Der Deal zwischen ADR und Piratenpartei hat vor allem finanzielle Vorteile für beide Parteien. Auch ganz persönlich werden die Koordinatoren der „groupe technique“ von der Zusammenarbeit im Parlament profitieren. Mehr politischer Einfluss ist dagegen fraglich.

Die Ankündigung einer Zusammenarbeit zwischen ADR und Piratenpartei im Parlament stieß in der Öffentlichkeit auf gemischte Reaktionen. Unabhängig von der politischen Bewertung des neuen „groupe technique“ bringt die Kooperation für beide Parteien aber klare Vorteile – vor allem in finanzieller Hinsicht.

So werden ADR und Piraten künftig mehr Geld für die Einstellung von Personal erhalten. Als „groupe technique“ stehen ihnen gemeinsam Zuschüsse in Höhe von knapp 90.000 Euro pro Jahr zu. Wie es in der Vereinbarung beider Parteien festgehalten wurde, werden die neuen Mittel zu zwei Dritteln an die ADR und zu einem Drittel an die Piratenpartei gehen.

## Aufgabe 1
Nenne bitte alle Geldbeträge und Anteile, die der Auszug über die Zusammenarbeit von ADR und Piratenpartei angibt.
## Aufgabe 2
Setze den Auszug über die Zusammenarbeit von ADR und Piratenpartei im Anschluss an seinen letzten Satz fort.

(Einträge aus einem Datensatz)
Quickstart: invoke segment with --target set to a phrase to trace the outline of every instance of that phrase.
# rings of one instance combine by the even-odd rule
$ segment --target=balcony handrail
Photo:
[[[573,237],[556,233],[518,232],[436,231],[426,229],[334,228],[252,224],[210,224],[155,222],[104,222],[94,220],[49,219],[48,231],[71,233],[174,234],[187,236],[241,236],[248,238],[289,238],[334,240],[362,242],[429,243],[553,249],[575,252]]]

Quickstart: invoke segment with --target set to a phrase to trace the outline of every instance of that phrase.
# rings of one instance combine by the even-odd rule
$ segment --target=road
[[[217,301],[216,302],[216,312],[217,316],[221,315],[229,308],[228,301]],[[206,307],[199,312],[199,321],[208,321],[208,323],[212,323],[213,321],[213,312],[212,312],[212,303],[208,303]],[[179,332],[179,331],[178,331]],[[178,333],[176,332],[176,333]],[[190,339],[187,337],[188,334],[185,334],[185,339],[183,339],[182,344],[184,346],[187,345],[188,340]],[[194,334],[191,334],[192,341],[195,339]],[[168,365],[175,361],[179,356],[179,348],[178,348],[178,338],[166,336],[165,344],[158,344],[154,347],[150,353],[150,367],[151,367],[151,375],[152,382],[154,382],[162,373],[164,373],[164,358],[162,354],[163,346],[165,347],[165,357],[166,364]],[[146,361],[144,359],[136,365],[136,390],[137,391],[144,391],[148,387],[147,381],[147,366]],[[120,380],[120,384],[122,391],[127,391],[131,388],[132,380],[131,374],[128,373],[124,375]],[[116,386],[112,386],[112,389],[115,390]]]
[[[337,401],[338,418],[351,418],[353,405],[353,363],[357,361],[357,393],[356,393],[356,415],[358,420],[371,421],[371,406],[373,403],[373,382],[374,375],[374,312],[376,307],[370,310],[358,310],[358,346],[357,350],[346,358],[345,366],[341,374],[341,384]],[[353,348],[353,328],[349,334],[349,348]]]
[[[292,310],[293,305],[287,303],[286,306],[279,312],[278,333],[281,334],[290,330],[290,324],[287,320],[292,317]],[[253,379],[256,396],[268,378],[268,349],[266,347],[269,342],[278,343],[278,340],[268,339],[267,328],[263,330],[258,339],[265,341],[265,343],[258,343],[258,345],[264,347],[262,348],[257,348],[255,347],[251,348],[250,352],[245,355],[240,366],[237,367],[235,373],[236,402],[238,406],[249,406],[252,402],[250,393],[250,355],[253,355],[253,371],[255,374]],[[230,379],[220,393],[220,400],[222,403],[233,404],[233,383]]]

## Erwartete Ausgabe 1
- knapp 90.000 Euro pro Jahr
- zwei Drittel
- ein Drittel

## Erwartete Ausgabe 2
Dabei handelt es sich um sogenannte „Crédits de fonctionnement“, die das Parlament an alle Fraktionen (bzw. Gruppen mit mindestens fünf Abgeordneten) überweist. Die zusätzlichen Mittel können für Personalkosten, Informatik oder sonstige Funktionskosten verwendet werden, erklärt die Parlamentsverwaltung auf Nachfrage. Unabhängig davon erhalten die im Parlament vertretenen Parteien laut dem Wahlgesetz bereits eine finanzielle Unterstützung von je mindestens 50.000 Euro im Jahr sowie von je 10.000 Euro pro gewählten Abgeordneten.

Mehr Gehalt für die Koordinatoren

Doch auch ganz persönlich lohnt sich der Deal – zumindest für die „Koordinatoren“ der ADR-Piraten-Gruppe. Auch diesen Posten wollen sich ADR und Piraten künftig nach dem gleichen Schlüssel aufteilen. 40 Monate wird die ADR diesen Posten stellen, danach übernehmen die Piraten für 20 Monate.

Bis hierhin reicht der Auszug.